■ ЗАДАНИЯ И УПРАЖНЕНИЯ
**A)** Перечислите все составляющие, которые, согласно рассказу об уходе из «Фаренгейта», нужны, чтобы продержаться на пике карьеры.
**B)** Продолжите рассказ об уходе из «Фаренгейта», начиная сразу после последнего приведенного предложения.

■ ФРАГМЕНТ ТЕКСТА
Конечно, меня многие спрашивают, зачем я ушел из «Фаренгейта», ведь проект, ради которого я ушел, даже не стартовал. Ну да, не сросся, что кто знал об этом? Что ж, неудачи случаются. Что же теперь, сидеть и посыпать голову пеплом? Стива Джобса выгнали из собственной компании, а потом позвали обратно через десять лет. Вот вам яркий пример того, как случаются взлеты и падения. Просто мы всегда видим шеф-поваров или спортсменов, например, в момент их успеха, пика их карьеры. А потом все зависит от того, сколько он сможет там продержаться. Это постоянный труд над собой, дисциплина, самодисциплина, порой жертвы.

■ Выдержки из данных
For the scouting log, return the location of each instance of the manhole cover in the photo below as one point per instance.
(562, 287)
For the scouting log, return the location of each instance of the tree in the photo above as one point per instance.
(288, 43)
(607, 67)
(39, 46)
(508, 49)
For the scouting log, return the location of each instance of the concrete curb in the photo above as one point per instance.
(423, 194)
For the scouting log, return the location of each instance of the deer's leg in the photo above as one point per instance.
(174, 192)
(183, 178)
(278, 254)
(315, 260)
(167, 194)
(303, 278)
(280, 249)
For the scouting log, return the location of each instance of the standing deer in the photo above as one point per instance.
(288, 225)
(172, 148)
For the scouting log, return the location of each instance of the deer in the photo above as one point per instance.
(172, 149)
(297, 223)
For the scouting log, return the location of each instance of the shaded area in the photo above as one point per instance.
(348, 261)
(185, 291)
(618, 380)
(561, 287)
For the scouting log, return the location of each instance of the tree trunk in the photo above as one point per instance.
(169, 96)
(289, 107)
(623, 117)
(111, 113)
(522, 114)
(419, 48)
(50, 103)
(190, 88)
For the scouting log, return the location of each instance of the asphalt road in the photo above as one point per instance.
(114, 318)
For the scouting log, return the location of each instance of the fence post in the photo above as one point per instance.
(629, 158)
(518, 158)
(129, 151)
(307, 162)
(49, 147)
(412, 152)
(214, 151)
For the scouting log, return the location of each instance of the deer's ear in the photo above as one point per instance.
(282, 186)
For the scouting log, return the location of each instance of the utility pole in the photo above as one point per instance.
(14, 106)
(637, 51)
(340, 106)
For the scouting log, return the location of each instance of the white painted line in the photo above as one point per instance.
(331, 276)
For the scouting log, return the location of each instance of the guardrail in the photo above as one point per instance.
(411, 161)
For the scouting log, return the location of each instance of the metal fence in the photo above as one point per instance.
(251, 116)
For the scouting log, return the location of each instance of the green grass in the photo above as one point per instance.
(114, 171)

■ ОТВЕТЫ НИЖЕ
**A)** Постоянный труд над собой, дисциплина, самодисциплина, порой жертвы.

**B)**
Когда я встретил Доминик Кренн, она рассказала мне, что пережила сердечный приступ и после этого решила жить так, чтобы делать то, что хочет. Спустя лет шесть ее ресторан стал трехвездным, а она заболела раком груди. Нет объяснения таким вещам. Как в фильмах про прошлое и будущее, когда случаются моменты, как опорные точки, которые должны произойти с тобой, чтобы ты либо сделал из них вывод, либо пошел дальше, либо вынес все возможное из ситуации, либо остался глупцом и допустил все снова. Про себя я могу сказать, что мои неудачи сделали меня сильнее. Я научился не торопиться с решениями и не поддаваться эмоциям. А еще смотреть на вещи с разных точек зрения, в том числе и с чужих.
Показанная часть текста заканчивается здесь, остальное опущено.